___ Selected passage ___

7/10
Interesting Story, But....
7 October 2022
Wendell B. Harris -- he also wrote and directed this movie -- is bored with his life with his well-paying job with his father's company and his beautiful wife. So he reinvents himself as an exchange student at Yale, then as various other people. It's all remarkably easy for him.

He's playing William Douglas Street Jr., a real man who did exactly that. It's a remarkable performance, although after a while it becomes apparent that it is a performance; after all, Harris is acting here, and his ability to work in different registers is an actor's meat and potatoes.

Nonetheless, the movie itself is an interesting character study, as the character reveals himself as a very intelligent manic-depressive who grows bored with his successes. That's good scripting combined with good acting. I'm not too sure that the ending, which is probably lose to what happened, is good story-telling; the police come to arrest him and the story ends, like a Tex Avery cartoon.

___

Required work:
a – Answer these questions about the movie review:
(i) Who wrote and directed the movie?
(ii) What real man does the lead actor play?
(iii) What does the reviewer compare the way the story ends to?
b – Carry on the movie review from its last sentence.
The records play no part in this work.

___ Record extracts ___

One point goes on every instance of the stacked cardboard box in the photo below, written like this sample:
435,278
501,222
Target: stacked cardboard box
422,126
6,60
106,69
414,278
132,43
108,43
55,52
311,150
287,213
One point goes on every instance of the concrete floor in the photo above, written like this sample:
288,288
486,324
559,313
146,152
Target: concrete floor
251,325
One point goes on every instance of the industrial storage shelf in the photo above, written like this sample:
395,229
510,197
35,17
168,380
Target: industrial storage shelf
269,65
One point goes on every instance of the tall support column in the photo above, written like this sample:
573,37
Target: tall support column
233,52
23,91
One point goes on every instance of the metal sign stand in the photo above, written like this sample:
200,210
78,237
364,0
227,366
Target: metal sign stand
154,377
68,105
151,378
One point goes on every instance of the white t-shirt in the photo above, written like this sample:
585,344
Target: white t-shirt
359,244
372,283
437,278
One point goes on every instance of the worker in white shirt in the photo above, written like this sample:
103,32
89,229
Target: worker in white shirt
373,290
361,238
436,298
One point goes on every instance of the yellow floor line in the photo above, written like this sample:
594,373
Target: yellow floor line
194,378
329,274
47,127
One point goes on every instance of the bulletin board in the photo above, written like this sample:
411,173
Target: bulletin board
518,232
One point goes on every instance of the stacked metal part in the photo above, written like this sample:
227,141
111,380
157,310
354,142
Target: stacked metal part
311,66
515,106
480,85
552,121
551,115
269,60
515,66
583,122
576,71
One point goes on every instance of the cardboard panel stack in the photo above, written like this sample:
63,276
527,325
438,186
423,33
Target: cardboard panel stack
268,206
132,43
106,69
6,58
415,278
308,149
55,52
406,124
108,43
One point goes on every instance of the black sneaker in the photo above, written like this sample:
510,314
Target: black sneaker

___

Responses per task:
a –
(i) Wendell B. Harris
(ii) William Douglas Street Jr.
(iii) A Tex Avery cartoon

b –
In real life, Street kept the impersonations going for perhaps 46 years, false identities he assumed included those of a reporter for TIME magazine, a Houston Oilers wide receiver, an all-star football player from the University of Michigan, a physician at Henry Ford Hospital (in 1973), attorneys (1979 and 1980) and as a first-year medical student at Yale University. Staff at the Detroit Human Rights Department where he posed as an attorney volunteer found him skillful enough that "if he ever straightens out, we wouldn't mind having him back." What the movie doesn't mention is that he was caught kiting checks and extortion. He was sentenced in his mid-60s to three years on identity theft.